_Instructions for the task_.
A word-for-word copy of the lines from the one holding "Need: one point" through the final line of the records below is the only output asked for.

Records contained in a dataset
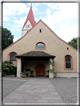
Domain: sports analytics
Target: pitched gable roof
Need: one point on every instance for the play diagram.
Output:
(36, 54)
(30, 17)
(48, 28)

_Exercise solution_.
Need: one point on every instance for the play diagram.
Output:
(36, 54)
(30, 17)
(48, 28)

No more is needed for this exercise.